(A block of data)
________________________

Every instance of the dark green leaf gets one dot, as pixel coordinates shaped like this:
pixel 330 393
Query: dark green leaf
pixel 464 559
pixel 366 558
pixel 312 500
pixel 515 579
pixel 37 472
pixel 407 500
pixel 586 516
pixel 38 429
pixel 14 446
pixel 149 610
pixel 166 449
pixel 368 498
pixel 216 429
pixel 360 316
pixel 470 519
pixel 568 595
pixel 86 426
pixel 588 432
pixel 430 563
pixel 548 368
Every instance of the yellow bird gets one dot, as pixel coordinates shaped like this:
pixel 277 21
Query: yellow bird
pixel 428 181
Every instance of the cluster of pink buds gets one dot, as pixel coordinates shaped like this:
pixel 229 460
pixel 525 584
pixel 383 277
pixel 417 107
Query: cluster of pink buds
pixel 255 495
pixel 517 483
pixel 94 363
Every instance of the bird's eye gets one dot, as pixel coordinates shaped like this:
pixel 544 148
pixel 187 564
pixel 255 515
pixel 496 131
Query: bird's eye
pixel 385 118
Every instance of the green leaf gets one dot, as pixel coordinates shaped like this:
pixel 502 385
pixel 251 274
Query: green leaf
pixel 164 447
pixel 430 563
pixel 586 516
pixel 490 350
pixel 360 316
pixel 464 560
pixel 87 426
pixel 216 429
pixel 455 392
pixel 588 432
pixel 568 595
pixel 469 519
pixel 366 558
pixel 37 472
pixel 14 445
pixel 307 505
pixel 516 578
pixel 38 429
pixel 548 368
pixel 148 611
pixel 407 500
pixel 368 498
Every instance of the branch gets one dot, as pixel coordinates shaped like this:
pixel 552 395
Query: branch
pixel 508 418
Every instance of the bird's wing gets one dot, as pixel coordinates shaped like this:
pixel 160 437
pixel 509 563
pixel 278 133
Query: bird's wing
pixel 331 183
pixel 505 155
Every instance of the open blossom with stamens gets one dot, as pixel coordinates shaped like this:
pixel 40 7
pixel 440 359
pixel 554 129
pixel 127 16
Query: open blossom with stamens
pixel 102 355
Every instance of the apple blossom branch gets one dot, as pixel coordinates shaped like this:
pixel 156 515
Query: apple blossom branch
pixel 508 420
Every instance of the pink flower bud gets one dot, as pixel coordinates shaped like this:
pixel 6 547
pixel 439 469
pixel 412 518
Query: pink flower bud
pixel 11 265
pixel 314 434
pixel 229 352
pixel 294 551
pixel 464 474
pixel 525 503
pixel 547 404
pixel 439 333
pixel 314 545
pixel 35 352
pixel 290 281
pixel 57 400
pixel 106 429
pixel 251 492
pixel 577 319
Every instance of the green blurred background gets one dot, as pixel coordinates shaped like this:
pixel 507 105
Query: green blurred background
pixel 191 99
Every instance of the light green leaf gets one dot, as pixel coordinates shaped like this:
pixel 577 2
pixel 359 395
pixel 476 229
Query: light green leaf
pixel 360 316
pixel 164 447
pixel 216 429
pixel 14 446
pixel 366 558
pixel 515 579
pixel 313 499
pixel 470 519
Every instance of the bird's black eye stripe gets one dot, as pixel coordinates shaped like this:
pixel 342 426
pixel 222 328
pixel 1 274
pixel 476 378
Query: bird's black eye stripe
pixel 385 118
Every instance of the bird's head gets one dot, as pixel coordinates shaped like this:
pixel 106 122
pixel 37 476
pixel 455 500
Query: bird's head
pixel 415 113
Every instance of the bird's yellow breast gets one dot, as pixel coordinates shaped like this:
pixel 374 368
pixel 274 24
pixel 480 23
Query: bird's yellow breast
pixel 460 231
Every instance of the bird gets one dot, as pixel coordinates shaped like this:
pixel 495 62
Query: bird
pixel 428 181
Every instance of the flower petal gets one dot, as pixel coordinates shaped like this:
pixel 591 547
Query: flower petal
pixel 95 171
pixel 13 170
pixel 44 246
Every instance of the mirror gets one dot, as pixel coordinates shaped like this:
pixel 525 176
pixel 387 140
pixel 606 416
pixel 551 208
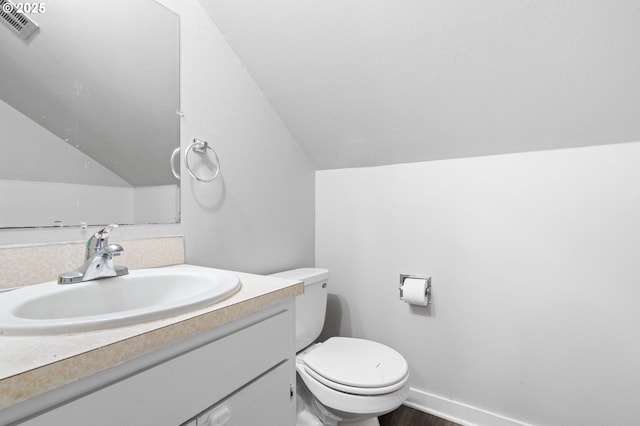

________________________

# [Exercise instructions]
Repeat the entries from the line with "Every instance of the bird's wing" on through the line with "pixel 191 99", both included, exactly as they appear.

# [Response to the task]
Every instance of the bird's wing gets one dot, as pixel coordinates shaped like this:
pixel 160 437
pixel 509 563
pixel 278 133
Query: bird's wing
pixel 331 183
pixel 505 155
Every instance of the open blossom with stamens gets one dot, as pixel coordinates shaped like this:
pixel 40 7
pixel 440 359
pixel 554 129
pixel 127 16
Query: open blossom with stamens
pixel 102 355
Every instance of the apple blossom branch gets one dot, as pixel coordinates shaped like this:
pixel 156 515
Query: apple blossom branch
pixel 508 420
Every instance of the pink flower bud gets one dot, as pixel coordinates shaped like this:
pixel 6 547
pixel 439 469
pixel 412 518
Query: pink flower bud
pixel 11 265
pixel 314 434
pixel 229 352
pixel 294 551
pixel 464 474
pixel 525 503
pixel 547 404
pixel 439 333
pixel 314 545
pixel 35 352
pixel 290 281
pixel 57 400
pixel 106 429
pixel 251 492
pixel 577 319
Every instance of the green blurred background gets one dot, as pixel coordinates shaped like this:
pixel 507 105
Query: green blurred background
pixel 191 99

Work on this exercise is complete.